As drug use often persists in fads, such as the use of psychedelics in the 1960s and the use of cocaine in the 1980s, then drug use can been seen as a byproduct of its surrounding culture (Jarvik, 1990). The marginal increase in the use of cannabis in the Netherlands, for example, only occurred after the development of the ‘coffee shops’ that promoted the consumption of the drug (Hughes & Stevens, 2010). More local examples are the Amish and Mormon communities in North America that abstain in much greater numbers due to their strict cultural beliefs surrounding intoxicants (Jarvik, 1990). The major decline of tobacco use occurred without the introduction of laws regulating the manufacturing or agricultural growth of the drug, but via the impact of private advocacy campaigns and federal information campaigns that demonized cigarettes (Jarvik, 1990).

If drugs were to be legalized, it would be the structure of the culture that mitigated any explosive growth in a dangerous consumption of drugs. Maté (2014) argues that the moral and medical model of approaching the drug problem takes society off the hook when the reality is the opposite. Public campaigns would be required that are based on truths rather than the exaggerated falsehoods that make up contemporary anti-drug campaigns (Nadelmann, 1992). If a youth experiments with a drug and finds that the propaganda surrounding its use is false, then trust has been lost in the system and its subsequent efforts to help will be largely ignored.

By addressing the surrounding culture and the contextual environments as they impact demand, the supply will be reduced in turn (Jarvik, 1990). If a society celebrated mindful sobriety over reckless consumption, or adequately addressed its ghettos and the impact of poverty, neglect, and trauma on addiction, then legalization would be a superfluous addition to its drug climate. If drugs were to be legal, the same norms and interests that prevent rampant drug use in society today would persist, and those who do use would be better off under this alternative regime (Nadelmann, 1992). However, “the factors contributing to demand (such as intrinsic physiological reward mechanisms, poor social conditions, and psychopathology) are difficult to ameliorate” (Jarvik, 1990, p. 389) compared to the easily recognizable meth lab, drug lord, or crack shack that can be quantitatively expunged from society with great fanfare. Legalization, or one of its alternatives, offers a clearly superior model for dealing with drugs than prohibition, but prohibition persists because of systemic barriers, public image issues, and the social complexity of proper implementation.
-- -- --
[Exercise 1]
Answer these questions using the passage on drug use and culture:
(a) What had to be developed before the marginal increase in cannabis use in the Netherlands occurred?
(b) Which source is cited for the view that public campaigns should be based on truths rather than exaggerated falsehoods?
(c) What three things does the final sentence name as reasons prohibition persists?
[Exercise 2]
Extract the portion of the passage on drug use and culture from "As drug use" to "cigarettes (Jarvik, 1990).".
[Exercise 3]
Decide whether each statement agrees with the passage on drug use and culture. Answer yes or no, and quote the words that settle it.
(a) The major decline of tobacco use came about through laws regulating the drug's manufacturing.
(b) Amish and Mormon communities abstain in much greater numbers because of strict cultural beliefs about intoxicants.
(c) Maté argues that the moral and medical model holds society responsible for the drug problem.
The saved entries that follow are separate material and are not part of the passage on drug use and culture.

Saved entries
-- -- --
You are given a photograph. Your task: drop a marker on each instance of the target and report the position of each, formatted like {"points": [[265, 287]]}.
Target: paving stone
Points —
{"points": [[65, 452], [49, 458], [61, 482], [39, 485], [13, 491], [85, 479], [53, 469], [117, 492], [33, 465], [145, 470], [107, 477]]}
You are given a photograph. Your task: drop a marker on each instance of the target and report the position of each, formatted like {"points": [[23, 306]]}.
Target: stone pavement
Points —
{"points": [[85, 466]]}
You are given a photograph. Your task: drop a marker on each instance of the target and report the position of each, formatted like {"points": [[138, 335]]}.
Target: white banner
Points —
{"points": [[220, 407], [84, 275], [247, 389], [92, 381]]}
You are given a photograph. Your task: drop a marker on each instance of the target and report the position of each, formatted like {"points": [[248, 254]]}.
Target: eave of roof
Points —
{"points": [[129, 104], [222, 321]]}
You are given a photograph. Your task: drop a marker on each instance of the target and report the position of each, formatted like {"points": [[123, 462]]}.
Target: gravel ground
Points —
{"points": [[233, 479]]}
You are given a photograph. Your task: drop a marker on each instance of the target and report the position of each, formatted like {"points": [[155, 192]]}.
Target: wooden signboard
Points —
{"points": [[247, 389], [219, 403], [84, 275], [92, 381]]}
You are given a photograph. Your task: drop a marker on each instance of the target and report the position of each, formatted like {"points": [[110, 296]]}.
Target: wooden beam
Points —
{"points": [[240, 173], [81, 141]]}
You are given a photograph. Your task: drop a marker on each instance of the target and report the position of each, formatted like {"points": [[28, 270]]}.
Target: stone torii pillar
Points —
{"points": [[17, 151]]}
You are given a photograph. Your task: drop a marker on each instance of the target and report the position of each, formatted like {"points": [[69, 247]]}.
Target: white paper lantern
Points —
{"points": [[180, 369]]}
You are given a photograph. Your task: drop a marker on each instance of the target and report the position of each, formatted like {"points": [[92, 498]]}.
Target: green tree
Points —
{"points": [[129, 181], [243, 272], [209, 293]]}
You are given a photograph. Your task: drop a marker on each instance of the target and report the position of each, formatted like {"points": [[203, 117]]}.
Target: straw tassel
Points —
-- -- --
[Answer area 1]
(a) The ‘coffee shops’ that promoted the consumption of the drug.
(b) Nadelmann (1992).
(c) Systemic barriers, public image issues, and the social complexity of proper implementation.

[Answer area 2]
As drug use often persists in fads, such as the use of psychedelics in the 1960s and the use of cocaine in the 1980s, then drug use can been seen as a byproduct of its surrounding culture (Jarvik, 1990). The marginal increase in the use of cannabis in the Netherlands, for example, only occurred after the development of the ‘coffee shops’ that promoted the consumption of the drug (Hughes & Stevens, 2010). More local examples are the Amish and Mormon communities in North America that abstain in much greater numbers due to their strict cultural beliefs surrounding intoxicants (Jarvik, 1990). The major decline of tobacco use occurred without the introduction of laws regulating the manufacturing or agricultural growth of the drug, but via the impact of private advocacy campaigns and federal information campaigns that demonized cigarettes (Jarvik, 1990).

[Answer area 3]
(a) No: "occurred without the introduction of laws regulating the manufacturing or agricultural growth of the drug"
(b) Yes: "abstain in much greater numbers due to their strict cultural beliefs surrounding intoxicants"
(c) No: "takes society off the hook"